Natural-language object grounding data:
......

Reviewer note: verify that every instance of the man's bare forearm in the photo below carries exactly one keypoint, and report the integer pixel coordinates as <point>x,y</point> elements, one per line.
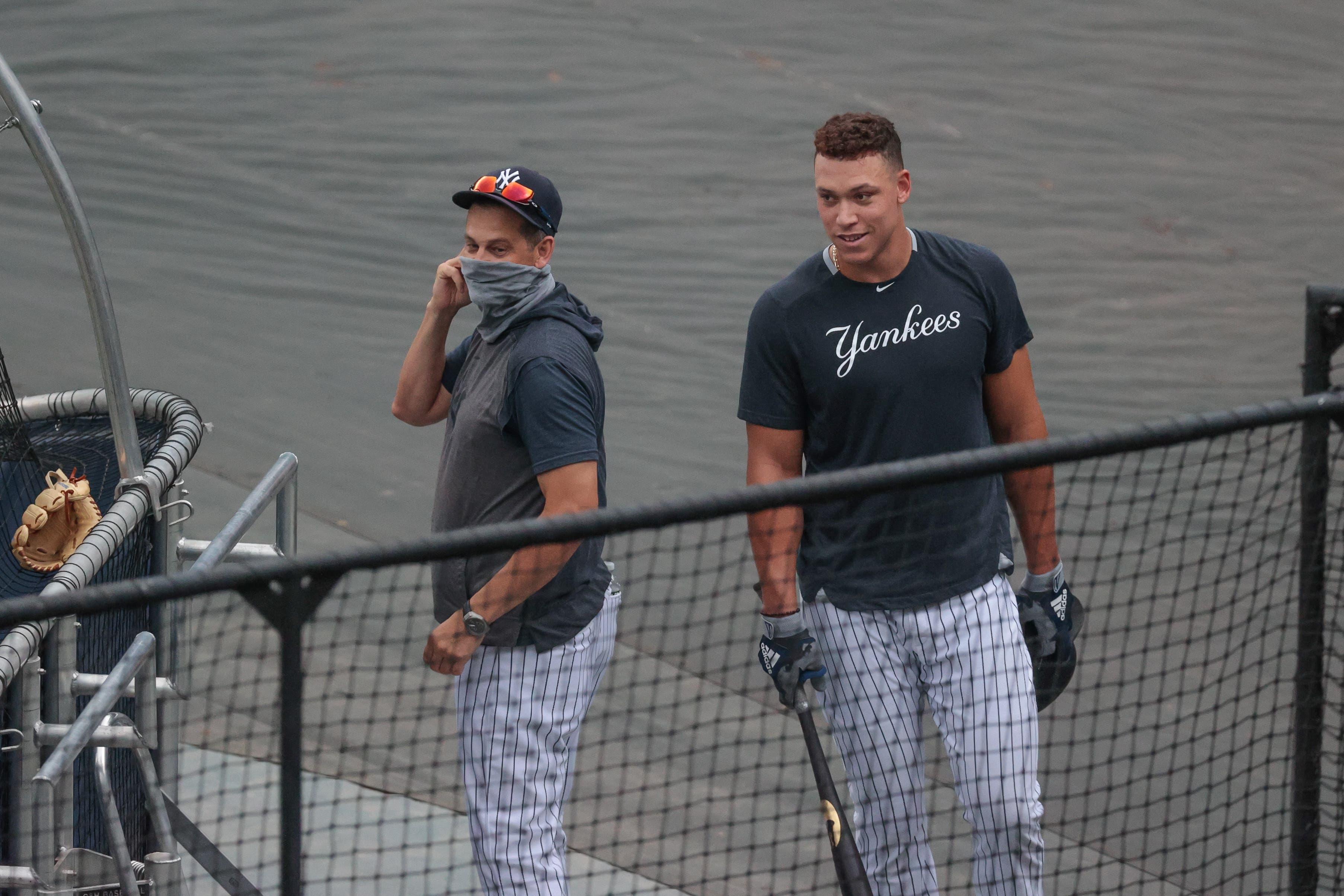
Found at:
<point>422,371</point>
<point>1031,495</point>
<point>526,573</point>
<point>775,543</point>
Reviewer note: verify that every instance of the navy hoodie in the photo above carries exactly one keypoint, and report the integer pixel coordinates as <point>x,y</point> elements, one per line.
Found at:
<point>530,402</point>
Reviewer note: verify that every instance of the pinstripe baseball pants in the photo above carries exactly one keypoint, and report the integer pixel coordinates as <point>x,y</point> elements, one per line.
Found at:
<point>967,657</point>
<point>518,721</point>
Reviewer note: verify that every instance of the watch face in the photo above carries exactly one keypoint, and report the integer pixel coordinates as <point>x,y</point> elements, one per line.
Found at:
<point>476,624</point>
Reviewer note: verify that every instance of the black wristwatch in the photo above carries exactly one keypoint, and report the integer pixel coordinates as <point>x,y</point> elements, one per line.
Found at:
<point>473,622</point>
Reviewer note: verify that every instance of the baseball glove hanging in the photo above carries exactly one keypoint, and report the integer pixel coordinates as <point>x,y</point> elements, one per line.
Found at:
<point>55,523</point>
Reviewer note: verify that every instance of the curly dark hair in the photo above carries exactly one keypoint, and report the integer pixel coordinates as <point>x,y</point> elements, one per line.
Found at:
<point>855,135</point>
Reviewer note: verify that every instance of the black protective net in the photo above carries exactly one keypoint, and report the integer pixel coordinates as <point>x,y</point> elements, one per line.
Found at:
<point>1163,769</point>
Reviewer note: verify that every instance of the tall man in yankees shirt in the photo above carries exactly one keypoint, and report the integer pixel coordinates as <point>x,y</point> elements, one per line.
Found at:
<point>889,344</point>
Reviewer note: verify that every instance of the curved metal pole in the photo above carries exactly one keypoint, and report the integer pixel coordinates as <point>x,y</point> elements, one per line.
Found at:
<point>96,283</point>
<point>276,485</point>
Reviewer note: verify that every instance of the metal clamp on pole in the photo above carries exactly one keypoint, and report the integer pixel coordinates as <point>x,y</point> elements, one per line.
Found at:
<point>14,123</point>
<point>279,485</point>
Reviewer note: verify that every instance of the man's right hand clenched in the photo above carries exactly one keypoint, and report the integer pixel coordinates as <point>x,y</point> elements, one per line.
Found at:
<point>449,288</point>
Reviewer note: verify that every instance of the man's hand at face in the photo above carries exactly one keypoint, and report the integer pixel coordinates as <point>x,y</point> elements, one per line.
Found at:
<point>451,647</point>
<point>449,288</point>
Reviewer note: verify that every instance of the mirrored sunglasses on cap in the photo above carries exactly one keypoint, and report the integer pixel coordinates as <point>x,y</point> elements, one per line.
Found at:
<point>514,191</point>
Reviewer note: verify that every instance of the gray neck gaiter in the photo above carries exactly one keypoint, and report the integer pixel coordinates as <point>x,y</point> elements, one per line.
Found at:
<point>504,292</point>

......

Problem description:
The entries above need to be printed again exactly; please exclude all pictures.

Response box:
Reviewer note: verify that every instance of the man's bare forearm in the photo below carries exactly one keypoint, and report the integer pixel coordinates as <point>x,y</point> elements, one per line.
Found at:
<point>422,371</point>
<point>1031,495</point>
<point>526,573</point>
<point>775,543</point>
Reviewer note: verify that every instance of the navy hoodie in the photo above carries exactly one keypoint, and report the integer pixel coordinates as <point>x,y</point> elements, one per line.
Found at:
<point>530,402</point>
Reviewer note: verify that every instance of the pinstripe baseball pants in the photo above carries exactly one keypoint, and report the integer pixel coordinates as <point>x,y</point> elements, one per line.
Found at:
<point>967,657</point>
<point>518,721</point>
Reviewer note: verify that every instance of the watch face in the photo above carries exactly one keypoint, and report the integer pixel coordinates as <point>x,y</point> elements, one per line.
Found at:
<point>476,624</point>
Reviewer note: verify that every instance of the black wristwatch in the photo above carries exactly one keypoint, and report the integer pixel coordinates as <point>x,y</point> elements, one per line.
Found at:
<point>473,622</point>
Reviewer note: verify that every instance of the baseball glove hanging in the photo above carries exactly one keypoint, and report the integer pixel coordinates as <point>x,y</point> elements, one per line.
Found at:
<point>55,523</point>
Reviewer note: verify that every instance of the curly dark hair in the photo above carries exactly one keypoint, and report the integer pixel coordinates as <point>x,y</point> elements, one per line.
Found at:
<point>855,135</point>
Reviewer note: verify that every instance of the black protective net in the photo above carries exactly one keypoint, and report the integer pixel coordinates as <point>x,y</point> elements, one per line.
Found at:
<point>1163,769</point>
Reviewer note: verify that every instance of the tall man in yankees shirt in the photo above carries exactly one keypoint, and report the integer pixel coordinates as <point>x,y</point> elements, one per line.
Found at:
<point>889,344</point>
Reviewer note: verify that every instance of the curved metal pole in the photo above carries exactly one keypoint, and report the integer pixel coordinates as <point>x,y</point> elements, one per line.
Found at:
<point>96,283</point>
<point>276,485</point>
Reviewer note: verify that every instance of the metal clamp on pole in the photo above carries exactly one keypoint, and report the integer pixel coordinates as <point>x,y</point> elements, one per line.
Found at:
<point>14,123</point>
<point>279,485</point>
Reviewer note: verify that every instance of the man's right hand clenched in the photo above carries exactly one keypoint, and report the integer pixel coordinates as <point>x,y</point> elements, one per line.
Found at:
<point>449,288</point>
Reviewer note: verify that every instance of the man's hand at face in the photo above carries exactly one keypoint, and report the integer pixel coordinates as <point>x,y</point> elements, one per line.
Found at:
<point>451,647</point>
<point>449,288</point>
Reviewer note: verify that every instance of the mirrored sunglasses on cap in the photo above carries exactly one keypoint, and report the integer pixel coordinates as <point>x,y</point> elements, one per line.
Found at:
<point>514,191</point>
Reviewer note: verify that every instance of the gray neck gaiter in the photo above carries exactly one keypoint, and report the integer pixel coordinates as <point>x,y</point> elements, one per line.
Found at:
<point>504,292</point>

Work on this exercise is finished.